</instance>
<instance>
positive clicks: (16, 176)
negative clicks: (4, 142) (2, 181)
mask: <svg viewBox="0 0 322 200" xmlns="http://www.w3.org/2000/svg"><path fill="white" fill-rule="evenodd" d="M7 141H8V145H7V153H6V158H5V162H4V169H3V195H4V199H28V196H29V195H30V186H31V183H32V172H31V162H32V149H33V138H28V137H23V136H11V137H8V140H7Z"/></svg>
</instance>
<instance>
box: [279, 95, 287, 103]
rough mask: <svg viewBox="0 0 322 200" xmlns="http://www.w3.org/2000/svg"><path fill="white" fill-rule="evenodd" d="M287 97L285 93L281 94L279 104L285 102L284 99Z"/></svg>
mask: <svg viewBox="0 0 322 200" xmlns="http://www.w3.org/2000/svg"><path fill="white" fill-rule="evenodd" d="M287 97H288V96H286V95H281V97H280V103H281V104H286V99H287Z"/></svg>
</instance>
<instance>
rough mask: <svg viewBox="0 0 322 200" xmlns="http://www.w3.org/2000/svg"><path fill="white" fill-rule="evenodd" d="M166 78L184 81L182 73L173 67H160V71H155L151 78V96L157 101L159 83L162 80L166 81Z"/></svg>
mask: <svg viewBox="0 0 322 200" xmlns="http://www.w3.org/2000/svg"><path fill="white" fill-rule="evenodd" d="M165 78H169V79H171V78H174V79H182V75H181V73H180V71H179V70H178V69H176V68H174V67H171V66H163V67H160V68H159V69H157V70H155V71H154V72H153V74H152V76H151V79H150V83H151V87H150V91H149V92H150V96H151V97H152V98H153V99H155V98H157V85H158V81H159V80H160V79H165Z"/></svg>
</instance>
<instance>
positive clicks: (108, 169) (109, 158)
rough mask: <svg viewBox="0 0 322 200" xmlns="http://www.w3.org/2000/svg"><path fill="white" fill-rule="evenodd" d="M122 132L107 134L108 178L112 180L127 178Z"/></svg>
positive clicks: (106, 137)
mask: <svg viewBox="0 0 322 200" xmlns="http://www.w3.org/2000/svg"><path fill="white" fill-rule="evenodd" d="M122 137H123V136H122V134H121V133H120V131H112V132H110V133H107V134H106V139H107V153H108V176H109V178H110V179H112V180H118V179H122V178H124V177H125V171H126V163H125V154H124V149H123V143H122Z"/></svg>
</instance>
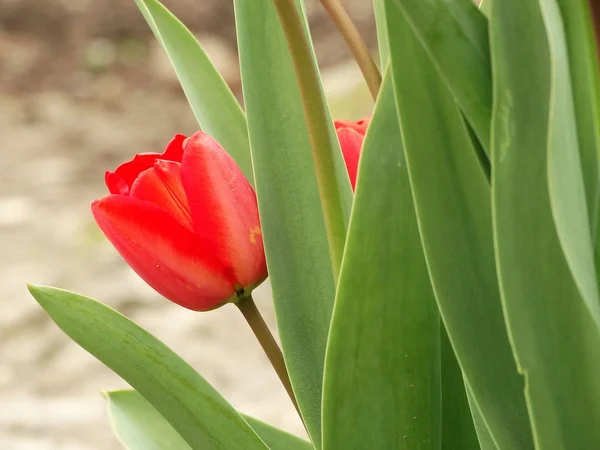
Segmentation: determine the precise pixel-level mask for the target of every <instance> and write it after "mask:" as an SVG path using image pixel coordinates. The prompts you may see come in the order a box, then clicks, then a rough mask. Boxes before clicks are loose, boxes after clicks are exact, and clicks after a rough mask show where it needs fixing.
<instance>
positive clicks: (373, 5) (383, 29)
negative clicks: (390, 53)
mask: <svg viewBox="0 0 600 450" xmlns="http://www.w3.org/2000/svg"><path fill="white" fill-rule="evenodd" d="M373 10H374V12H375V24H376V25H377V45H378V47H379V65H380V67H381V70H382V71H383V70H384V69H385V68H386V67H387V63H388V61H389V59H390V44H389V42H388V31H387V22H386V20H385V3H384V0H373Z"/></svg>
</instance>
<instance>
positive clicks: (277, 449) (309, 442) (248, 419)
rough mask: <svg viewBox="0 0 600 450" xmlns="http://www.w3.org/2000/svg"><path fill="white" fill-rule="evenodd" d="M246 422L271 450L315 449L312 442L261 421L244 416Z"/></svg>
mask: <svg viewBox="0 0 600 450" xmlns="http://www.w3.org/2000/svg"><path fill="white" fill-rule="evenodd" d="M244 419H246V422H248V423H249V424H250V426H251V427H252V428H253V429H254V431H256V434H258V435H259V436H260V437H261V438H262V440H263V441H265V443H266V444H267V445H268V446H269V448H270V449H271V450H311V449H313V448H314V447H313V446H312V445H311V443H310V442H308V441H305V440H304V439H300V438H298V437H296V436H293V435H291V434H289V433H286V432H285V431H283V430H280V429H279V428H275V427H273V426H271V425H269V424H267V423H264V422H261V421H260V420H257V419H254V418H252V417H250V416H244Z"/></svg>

· · ·

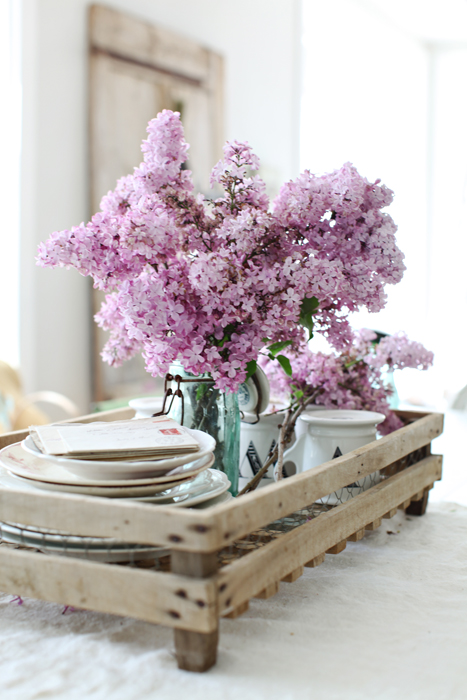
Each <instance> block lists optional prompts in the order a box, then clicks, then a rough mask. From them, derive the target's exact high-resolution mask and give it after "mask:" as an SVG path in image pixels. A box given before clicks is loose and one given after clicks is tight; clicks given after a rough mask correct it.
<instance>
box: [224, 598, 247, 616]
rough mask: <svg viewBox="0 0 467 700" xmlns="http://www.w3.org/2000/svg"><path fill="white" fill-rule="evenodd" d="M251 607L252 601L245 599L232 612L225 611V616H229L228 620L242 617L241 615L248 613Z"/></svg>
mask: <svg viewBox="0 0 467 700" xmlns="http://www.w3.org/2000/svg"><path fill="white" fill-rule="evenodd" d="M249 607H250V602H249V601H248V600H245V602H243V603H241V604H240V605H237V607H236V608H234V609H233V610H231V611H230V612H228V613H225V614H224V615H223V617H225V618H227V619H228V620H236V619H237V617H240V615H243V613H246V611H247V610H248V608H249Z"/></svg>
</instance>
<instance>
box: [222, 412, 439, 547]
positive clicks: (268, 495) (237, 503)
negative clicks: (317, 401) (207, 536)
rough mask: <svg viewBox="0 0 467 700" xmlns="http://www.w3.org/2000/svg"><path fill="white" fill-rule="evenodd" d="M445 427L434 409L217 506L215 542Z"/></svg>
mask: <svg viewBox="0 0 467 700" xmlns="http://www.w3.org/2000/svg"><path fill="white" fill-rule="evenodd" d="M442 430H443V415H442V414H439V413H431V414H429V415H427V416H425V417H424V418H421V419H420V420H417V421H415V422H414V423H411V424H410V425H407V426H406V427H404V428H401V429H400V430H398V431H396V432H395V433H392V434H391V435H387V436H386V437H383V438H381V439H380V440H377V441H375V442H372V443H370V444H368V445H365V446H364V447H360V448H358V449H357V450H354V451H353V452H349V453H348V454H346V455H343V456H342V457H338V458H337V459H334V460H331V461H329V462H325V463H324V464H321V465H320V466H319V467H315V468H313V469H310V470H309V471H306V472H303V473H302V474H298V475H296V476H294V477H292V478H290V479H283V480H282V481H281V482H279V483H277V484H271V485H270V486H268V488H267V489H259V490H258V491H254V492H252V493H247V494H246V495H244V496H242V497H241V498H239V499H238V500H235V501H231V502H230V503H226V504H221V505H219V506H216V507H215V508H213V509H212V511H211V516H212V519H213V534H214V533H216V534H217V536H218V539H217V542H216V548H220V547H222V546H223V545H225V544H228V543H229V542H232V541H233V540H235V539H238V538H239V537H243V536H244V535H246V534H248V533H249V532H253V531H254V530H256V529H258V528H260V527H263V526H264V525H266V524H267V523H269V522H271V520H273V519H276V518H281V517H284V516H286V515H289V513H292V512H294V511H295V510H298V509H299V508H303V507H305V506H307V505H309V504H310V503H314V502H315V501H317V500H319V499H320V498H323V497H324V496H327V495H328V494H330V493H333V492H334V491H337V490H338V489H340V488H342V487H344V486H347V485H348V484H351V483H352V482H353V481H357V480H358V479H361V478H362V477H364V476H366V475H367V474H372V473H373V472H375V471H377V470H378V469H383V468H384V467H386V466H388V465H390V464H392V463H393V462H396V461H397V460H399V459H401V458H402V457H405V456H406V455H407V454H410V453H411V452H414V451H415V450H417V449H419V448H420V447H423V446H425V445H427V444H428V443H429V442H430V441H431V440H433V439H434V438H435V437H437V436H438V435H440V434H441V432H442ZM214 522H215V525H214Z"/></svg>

· · ·

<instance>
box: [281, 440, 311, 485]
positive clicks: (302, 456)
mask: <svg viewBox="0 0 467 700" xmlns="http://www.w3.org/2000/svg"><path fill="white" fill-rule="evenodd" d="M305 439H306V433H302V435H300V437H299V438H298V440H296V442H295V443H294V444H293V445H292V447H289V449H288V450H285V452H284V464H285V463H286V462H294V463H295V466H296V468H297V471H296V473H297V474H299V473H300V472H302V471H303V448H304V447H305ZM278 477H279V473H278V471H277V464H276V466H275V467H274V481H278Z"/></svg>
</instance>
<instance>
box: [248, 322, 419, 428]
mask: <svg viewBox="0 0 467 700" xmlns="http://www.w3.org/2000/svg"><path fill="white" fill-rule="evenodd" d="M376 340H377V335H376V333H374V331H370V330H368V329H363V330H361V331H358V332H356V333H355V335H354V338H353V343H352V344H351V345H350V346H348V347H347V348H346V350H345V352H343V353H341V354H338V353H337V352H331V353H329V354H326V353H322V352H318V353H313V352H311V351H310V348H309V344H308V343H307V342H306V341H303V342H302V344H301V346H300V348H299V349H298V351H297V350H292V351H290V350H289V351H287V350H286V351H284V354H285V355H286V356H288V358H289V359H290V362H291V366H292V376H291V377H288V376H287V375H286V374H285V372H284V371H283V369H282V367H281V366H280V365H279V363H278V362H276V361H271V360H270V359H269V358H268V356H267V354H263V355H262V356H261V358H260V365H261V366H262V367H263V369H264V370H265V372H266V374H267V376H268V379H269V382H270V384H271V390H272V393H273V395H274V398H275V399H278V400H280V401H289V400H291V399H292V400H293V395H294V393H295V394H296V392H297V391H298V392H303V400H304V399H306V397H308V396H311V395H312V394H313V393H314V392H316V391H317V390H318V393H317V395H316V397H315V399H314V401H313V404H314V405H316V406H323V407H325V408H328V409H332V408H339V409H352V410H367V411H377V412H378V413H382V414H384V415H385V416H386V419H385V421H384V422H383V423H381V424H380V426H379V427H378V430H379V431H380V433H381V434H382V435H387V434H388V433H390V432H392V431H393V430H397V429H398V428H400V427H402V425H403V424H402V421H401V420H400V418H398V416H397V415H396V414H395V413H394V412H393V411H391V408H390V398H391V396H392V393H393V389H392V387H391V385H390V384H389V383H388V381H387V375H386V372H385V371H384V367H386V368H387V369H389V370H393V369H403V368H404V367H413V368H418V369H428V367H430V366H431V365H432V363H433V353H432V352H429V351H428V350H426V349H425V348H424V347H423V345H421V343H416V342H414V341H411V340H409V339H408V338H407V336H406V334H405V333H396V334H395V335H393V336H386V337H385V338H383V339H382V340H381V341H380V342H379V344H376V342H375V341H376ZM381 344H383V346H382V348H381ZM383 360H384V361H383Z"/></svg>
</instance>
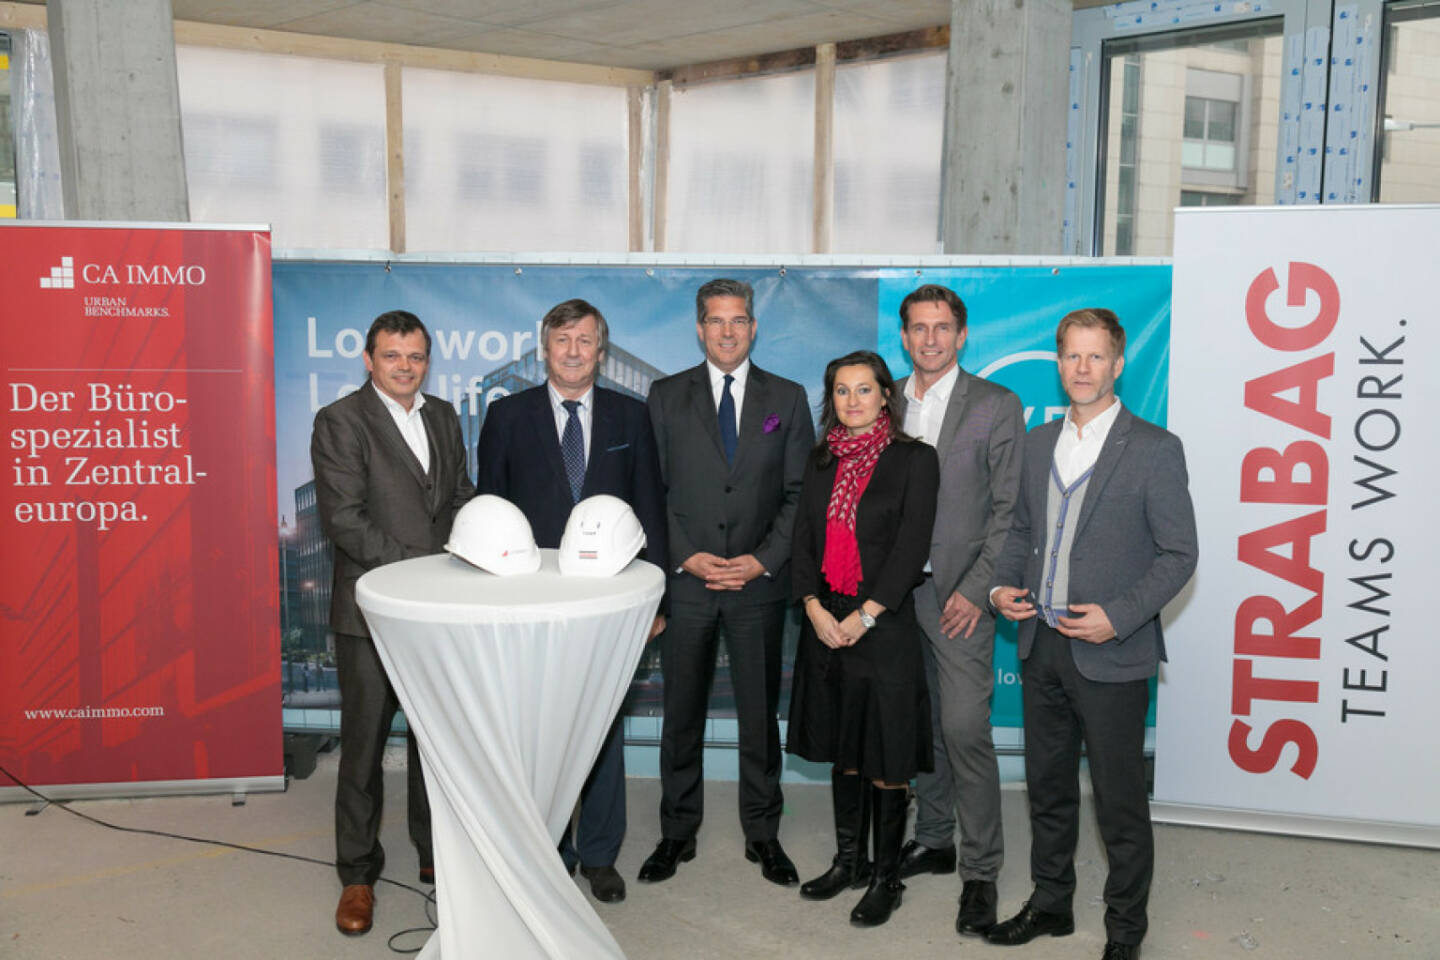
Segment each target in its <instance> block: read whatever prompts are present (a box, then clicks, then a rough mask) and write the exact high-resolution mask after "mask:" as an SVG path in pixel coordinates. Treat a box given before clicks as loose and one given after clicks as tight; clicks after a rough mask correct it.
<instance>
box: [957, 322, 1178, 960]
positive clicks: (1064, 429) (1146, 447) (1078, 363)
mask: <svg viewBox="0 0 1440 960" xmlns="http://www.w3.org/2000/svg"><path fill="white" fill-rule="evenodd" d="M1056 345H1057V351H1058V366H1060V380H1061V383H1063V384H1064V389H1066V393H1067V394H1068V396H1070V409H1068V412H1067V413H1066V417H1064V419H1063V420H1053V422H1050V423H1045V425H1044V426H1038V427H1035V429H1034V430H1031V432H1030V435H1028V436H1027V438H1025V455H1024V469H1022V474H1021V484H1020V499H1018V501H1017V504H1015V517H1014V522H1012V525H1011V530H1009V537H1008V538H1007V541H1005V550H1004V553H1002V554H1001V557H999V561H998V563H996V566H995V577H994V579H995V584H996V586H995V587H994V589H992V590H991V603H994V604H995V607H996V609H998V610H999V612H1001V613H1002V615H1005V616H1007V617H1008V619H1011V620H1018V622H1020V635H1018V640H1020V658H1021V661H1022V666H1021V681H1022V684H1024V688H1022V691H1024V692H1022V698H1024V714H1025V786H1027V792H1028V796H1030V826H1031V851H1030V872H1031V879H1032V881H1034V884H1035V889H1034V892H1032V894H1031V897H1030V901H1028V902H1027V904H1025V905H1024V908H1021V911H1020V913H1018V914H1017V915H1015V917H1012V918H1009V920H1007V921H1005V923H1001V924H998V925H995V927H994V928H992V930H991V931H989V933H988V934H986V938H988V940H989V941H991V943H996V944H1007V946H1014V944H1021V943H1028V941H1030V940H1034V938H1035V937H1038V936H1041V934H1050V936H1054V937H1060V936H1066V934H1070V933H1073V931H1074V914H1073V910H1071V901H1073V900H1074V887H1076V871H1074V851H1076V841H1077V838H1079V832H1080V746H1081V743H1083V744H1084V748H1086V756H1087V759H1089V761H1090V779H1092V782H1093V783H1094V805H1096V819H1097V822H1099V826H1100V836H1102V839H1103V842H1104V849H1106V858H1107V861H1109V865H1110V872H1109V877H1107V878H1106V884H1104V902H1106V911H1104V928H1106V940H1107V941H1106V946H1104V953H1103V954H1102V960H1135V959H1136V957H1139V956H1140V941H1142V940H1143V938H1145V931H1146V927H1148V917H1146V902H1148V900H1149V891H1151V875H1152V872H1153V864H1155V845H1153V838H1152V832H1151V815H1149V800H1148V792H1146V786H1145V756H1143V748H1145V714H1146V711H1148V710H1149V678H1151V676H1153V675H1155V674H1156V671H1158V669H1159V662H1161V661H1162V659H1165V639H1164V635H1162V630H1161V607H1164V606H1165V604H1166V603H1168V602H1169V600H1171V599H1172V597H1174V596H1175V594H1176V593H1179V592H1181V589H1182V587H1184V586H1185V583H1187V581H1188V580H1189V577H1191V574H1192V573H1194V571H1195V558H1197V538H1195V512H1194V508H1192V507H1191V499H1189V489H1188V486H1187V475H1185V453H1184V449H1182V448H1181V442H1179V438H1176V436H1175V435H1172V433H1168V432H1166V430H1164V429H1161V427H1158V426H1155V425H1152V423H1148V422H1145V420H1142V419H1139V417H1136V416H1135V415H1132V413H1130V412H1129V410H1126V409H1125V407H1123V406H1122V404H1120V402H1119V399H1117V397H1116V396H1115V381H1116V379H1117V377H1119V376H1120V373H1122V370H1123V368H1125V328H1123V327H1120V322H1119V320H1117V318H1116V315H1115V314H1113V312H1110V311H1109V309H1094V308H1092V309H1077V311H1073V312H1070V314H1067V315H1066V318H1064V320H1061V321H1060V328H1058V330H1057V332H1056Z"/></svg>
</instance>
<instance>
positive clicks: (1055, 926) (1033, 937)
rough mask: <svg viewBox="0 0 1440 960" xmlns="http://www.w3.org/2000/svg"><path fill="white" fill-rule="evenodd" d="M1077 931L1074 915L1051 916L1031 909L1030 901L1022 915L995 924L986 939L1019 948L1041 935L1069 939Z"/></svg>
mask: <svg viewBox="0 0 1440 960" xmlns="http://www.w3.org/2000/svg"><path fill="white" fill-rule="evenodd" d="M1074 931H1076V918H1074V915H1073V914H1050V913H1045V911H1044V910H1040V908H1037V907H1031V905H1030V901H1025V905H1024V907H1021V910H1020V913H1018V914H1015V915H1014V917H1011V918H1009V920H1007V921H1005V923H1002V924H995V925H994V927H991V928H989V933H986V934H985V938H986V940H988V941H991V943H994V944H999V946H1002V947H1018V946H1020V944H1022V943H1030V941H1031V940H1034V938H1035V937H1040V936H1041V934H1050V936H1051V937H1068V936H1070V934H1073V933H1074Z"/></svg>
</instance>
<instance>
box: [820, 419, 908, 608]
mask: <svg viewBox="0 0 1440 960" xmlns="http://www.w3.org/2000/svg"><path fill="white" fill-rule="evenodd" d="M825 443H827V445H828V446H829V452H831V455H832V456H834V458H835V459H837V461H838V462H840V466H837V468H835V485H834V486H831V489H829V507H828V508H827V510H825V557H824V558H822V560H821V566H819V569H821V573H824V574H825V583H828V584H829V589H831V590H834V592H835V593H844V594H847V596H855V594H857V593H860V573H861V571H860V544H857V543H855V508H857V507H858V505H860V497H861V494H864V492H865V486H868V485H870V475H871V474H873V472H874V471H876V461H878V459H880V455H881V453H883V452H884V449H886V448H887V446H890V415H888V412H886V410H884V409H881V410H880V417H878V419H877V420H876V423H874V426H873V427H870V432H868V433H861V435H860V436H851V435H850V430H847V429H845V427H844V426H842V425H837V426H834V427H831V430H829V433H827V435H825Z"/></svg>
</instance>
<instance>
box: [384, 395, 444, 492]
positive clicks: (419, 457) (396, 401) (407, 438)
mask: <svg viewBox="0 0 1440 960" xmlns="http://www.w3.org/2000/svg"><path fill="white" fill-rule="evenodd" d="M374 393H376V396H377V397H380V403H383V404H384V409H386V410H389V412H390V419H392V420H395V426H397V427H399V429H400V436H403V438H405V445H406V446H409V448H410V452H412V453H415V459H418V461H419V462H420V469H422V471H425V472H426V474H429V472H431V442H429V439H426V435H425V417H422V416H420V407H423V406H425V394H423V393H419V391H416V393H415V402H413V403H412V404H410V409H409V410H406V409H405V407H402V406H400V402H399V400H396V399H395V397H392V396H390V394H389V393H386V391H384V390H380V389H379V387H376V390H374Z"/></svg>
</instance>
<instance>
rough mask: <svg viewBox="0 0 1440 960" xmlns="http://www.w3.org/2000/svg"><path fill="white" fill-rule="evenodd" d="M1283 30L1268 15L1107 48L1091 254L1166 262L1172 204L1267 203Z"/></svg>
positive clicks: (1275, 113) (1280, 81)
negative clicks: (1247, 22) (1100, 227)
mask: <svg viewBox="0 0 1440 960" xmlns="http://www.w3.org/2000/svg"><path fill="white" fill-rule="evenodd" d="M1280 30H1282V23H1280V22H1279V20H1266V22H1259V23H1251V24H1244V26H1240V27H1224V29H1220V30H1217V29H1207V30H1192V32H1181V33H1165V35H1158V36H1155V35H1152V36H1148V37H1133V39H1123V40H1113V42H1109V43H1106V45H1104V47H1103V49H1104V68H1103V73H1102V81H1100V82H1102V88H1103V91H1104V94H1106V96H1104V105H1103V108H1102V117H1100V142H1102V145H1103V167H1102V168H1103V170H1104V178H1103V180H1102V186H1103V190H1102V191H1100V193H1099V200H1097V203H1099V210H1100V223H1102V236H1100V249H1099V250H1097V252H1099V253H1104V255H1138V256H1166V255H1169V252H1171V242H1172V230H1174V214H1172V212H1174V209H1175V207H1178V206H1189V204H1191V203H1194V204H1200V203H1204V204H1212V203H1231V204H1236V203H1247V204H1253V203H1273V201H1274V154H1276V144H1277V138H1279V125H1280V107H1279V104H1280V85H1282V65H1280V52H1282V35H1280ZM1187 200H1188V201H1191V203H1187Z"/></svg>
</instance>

· · ·

Pick out every line in the entries above that contains the word "positive", and copy each one.

positive clicks: (16, 176)
positive clicks: (108, 169) (109, 158)
positive clicks: (106, 137)
positive clicks: (373, 5) (383, 29)
positive clicks: (277, 449) (309, 442) (248, 419)
positive clicks: (268, 495) (237, 503)
positive clicks: (302, 456)
positive clicks: (1064, 429) (1146, 447) (1078, 363)
positive clicks: (1055, 926) (1033, 937)
positive clicks: (419, 457) (396, 401) (407, 438)
positive clicks: (1275, 113) (1280, 81)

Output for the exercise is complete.